▶ _Esercizio_
Prendi le voci dall'inizio fino alla riga che contiene "(1081, 411)", inclusa. Sostituisci "Domain" con "Contesto" e riscrivi quelle righe lasciando invariato tutto il resto.

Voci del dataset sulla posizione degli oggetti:
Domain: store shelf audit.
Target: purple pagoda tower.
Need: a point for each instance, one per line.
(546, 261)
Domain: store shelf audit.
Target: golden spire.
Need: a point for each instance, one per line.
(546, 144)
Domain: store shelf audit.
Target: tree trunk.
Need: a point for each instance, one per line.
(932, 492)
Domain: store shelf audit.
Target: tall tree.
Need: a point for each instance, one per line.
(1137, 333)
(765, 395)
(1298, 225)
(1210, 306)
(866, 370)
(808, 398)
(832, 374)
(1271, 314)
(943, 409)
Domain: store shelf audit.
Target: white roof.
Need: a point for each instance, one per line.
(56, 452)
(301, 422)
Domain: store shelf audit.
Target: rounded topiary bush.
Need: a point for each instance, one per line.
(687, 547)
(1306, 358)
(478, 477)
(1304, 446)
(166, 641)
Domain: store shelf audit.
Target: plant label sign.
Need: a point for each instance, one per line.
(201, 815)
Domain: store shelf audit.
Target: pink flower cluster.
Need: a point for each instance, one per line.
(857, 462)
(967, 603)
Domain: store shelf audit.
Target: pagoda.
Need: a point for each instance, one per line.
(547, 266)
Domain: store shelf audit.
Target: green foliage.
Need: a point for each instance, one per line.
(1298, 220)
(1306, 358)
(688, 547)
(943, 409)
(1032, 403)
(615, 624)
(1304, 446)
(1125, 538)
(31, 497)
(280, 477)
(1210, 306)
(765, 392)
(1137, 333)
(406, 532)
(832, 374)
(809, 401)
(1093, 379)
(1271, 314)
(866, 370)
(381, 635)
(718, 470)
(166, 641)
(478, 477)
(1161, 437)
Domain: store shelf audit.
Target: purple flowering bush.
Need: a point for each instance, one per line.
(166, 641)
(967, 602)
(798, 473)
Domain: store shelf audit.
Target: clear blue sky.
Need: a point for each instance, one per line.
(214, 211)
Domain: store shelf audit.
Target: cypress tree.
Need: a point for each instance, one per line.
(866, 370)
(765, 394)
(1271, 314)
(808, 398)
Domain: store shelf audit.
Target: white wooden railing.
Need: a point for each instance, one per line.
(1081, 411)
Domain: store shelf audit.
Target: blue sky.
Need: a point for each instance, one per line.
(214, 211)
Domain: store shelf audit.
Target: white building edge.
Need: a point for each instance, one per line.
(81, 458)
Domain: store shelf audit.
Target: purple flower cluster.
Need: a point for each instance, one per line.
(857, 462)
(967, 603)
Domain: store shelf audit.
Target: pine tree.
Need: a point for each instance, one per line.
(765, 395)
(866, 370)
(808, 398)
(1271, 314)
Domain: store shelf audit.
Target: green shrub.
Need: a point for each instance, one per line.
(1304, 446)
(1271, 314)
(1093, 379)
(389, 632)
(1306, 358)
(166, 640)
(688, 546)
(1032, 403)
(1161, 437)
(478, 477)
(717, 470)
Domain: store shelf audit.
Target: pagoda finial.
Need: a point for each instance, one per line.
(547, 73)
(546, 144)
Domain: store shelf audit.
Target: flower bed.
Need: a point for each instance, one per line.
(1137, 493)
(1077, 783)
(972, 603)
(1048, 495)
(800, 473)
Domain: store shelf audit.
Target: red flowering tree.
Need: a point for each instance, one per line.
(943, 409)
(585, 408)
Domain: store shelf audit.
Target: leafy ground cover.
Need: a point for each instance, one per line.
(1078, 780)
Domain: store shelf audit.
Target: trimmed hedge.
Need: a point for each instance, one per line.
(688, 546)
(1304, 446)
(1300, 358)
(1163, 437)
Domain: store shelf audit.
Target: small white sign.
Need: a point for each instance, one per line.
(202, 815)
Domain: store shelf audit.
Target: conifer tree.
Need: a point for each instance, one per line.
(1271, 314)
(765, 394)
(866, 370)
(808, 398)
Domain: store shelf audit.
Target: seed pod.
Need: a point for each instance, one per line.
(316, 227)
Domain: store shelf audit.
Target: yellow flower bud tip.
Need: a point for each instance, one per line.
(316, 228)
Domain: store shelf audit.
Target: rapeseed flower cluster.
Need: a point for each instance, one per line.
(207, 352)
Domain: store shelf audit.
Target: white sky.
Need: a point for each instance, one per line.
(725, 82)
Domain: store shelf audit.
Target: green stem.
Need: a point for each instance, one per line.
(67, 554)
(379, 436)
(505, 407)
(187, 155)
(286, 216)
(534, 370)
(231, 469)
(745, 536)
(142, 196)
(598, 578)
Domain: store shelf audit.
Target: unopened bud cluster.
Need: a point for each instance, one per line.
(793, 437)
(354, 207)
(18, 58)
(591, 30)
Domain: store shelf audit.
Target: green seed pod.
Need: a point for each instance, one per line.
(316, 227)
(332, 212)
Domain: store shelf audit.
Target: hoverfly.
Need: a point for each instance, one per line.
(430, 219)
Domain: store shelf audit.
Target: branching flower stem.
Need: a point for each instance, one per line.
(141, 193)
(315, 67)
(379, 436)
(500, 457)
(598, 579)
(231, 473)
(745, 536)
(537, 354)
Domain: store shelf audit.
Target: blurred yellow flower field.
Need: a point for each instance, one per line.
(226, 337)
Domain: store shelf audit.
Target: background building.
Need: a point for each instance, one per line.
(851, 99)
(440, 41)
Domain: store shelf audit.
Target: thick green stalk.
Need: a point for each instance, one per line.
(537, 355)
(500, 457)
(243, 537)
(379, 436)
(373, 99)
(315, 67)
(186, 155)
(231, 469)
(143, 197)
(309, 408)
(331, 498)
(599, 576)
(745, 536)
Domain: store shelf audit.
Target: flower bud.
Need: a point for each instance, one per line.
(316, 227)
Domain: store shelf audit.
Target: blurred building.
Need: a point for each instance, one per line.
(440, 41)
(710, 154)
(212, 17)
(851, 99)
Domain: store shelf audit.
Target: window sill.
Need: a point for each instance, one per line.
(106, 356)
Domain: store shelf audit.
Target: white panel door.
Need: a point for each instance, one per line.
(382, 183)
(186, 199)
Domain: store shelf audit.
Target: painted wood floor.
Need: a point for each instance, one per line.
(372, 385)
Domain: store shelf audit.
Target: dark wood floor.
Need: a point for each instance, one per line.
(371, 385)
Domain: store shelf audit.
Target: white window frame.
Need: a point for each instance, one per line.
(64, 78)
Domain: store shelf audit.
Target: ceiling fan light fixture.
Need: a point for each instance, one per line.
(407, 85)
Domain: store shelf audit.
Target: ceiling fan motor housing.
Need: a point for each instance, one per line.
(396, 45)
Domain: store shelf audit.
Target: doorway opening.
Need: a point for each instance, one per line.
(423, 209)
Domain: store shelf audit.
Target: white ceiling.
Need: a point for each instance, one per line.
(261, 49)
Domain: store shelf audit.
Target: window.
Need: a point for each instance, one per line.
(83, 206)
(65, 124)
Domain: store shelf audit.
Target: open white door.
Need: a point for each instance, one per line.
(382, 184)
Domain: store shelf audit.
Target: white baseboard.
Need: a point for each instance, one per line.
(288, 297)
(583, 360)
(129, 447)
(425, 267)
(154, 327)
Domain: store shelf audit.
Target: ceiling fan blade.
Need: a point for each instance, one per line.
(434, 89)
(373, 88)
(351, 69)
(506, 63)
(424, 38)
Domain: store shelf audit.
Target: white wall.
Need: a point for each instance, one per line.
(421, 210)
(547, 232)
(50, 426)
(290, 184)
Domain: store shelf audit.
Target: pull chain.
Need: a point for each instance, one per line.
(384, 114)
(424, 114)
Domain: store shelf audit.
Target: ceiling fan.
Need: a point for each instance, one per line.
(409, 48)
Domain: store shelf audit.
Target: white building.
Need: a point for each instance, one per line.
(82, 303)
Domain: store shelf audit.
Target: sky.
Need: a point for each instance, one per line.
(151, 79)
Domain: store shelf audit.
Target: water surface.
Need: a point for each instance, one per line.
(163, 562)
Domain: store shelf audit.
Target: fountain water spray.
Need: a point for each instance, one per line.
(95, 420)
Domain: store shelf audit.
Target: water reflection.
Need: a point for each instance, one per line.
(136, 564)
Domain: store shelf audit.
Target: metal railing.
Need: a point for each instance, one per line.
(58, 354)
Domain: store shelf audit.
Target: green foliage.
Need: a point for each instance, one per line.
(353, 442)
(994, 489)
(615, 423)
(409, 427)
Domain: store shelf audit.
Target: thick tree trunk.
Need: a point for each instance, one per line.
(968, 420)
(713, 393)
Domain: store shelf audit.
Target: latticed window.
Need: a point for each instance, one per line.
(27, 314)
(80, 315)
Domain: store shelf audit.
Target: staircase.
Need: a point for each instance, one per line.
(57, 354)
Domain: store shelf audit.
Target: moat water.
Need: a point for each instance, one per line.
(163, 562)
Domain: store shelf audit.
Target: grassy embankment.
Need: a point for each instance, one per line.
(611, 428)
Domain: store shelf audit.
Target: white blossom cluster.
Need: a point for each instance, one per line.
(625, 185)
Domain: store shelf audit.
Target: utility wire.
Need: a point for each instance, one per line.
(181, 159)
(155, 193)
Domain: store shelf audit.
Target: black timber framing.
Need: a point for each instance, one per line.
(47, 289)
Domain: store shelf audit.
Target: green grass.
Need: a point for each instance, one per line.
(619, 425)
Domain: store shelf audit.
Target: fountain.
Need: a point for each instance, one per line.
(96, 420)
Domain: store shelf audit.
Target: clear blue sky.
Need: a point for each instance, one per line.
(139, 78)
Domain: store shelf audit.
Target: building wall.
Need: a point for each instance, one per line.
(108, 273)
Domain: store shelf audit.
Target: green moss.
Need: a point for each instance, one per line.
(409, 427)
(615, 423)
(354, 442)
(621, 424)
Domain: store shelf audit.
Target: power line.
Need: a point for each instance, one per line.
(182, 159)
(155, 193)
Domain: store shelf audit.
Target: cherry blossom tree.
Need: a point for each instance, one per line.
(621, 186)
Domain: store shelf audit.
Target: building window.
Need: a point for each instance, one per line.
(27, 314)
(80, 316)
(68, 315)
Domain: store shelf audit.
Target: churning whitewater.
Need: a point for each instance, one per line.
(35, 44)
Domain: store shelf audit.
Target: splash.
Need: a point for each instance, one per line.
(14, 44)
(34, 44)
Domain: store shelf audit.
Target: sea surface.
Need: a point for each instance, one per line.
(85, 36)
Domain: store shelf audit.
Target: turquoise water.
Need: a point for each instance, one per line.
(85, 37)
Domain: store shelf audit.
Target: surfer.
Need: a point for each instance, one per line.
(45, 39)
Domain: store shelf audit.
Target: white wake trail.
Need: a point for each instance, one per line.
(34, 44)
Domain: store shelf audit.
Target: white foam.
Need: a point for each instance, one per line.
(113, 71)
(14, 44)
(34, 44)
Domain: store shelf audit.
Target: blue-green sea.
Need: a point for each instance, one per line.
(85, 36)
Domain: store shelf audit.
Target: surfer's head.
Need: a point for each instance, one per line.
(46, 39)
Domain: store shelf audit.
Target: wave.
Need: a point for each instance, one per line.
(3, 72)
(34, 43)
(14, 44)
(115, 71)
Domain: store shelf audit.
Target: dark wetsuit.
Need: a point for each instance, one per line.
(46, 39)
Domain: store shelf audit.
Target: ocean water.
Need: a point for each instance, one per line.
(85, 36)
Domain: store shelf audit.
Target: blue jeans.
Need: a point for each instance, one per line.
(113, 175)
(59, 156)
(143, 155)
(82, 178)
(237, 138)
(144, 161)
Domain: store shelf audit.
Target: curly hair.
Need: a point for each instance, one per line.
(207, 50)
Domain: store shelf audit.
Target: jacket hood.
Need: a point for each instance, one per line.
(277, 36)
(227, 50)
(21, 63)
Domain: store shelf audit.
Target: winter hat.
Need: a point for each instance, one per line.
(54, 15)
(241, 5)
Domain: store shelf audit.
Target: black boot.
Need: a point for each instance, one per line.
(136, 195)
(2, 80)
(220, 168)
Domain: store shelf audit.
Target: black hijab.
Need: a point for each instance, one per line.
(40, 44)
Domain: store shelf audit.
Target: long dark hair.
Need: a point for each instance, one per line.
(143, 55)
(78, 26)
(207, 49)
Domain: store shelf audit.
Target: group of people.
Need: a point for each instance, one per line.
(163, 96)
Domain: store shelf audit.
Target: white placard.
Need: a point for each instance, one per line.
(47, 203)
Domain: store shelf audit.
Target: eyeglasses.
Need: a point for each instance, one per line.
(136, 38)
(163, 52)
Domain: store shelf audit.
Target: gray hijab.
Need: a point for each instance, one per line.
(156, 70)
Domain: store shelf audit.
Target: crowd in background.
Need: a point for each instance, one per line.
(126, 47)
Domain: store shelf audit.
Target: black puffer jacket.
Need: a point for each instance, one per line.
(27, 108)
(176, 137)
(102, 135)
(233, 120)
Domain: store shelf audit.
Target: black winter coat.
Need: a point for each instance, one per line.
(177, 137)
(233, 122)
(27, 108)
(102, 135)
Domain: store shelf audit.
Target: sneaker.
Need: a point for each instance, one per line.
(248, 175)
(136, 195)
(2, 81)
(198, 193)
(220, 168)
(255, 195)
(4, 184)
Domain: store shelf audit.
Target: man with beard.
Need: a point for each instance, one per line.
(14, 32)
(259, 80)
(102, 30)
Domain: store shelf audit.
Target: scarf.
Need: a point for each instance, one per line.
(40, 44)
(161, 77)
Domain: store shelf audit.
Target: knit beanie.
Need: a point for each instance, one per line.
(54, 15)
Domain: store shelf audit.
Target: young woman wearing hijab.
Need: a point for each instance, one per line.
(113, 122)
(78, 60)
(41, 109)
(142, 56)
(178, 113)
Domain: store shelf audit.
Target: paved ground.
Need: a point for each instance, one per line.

▶ _Risultato_
Contesto: store shelf audit.
Target: purple pagoda tower.
Need: a point for each instance, one per line.
(546, 261)
Contesto: store shelf audit.
Target: golden spire.
Need: a point for each instance, one per line.
(546, 144)
Contesto: store shelf audit.
Target: tree trunk.
Need: a point for each instance, one per line.
(932, 492)
Contesto: store shelf audit.
Target: tall tree.
Need: a point for each instance, one per line.
(1137, 333)
(765, 395)
(1298, 225)
(1210, 306)
(866, 370)
(808, 398)
(832, 374)
(1271, 314)
(943, 409)
Contesto: store shelf audit.
Target: white roof.
Need: a point for each instance, one per line.
(56, 452)
(301, 422)
Contesto: store shelf audit.
Target: rounded topiary bush.
Need: a point for each instance, one per line.
(687, 547)
(1306, 358)
(478, 477)
(1304, 446)
(166, 641)
Contesto: store shelf audit.
Target: plant label sign.
Need: a point for each instance, one per line.
(201, 815)
Contesto: store shelf audit.
Target: pink flower cluster.
Need: a point for each instance, one per line.
(857, 462)
(967, 603)
Contesto: store shelf audit.
Target: pagoda.
Need: a point for each instance, one per line.
(547, 266)
Contesto: store shelf audit.
Target: green foliage.
Need: a point for each instance, one per line.
(1298, 220)
(1306, 358)
(688, 547)
(943, 409)
(1032, 403)
(615, 624)
(1304, 446)
(1125, 538)
(31, 497)
(280, 477)
(1210, 306)
(765, 392)
(1137, 333)
(406, 532)
(832, 374)
(809, 401)
(1093, 379)
(1271, 314)
(866, 370)
(381, 635)
(718, 470)
(166, 641)
(478, 477)
(1161, 437)
Contesto: store shelf audit.
Target: purple flowering bush.
Need: a point for each instance, one per line.
(166, 641)
(967, 602)
(798, 473)
Contesto: store shelf audit.
Target: clear blue sky.
Need: a point for each instance, one per line.
(214, 211)
Contesto: store shelf audit.
Target: cypress tree.
Need: a point for each instance, one per line.
(866, 370)
(765, 394)
(1271, 314)
(808, 398)
Contesto: store shelf audit.
Target: white wooden railing.
Need: a point for each instance, one per line.
(1081, 411)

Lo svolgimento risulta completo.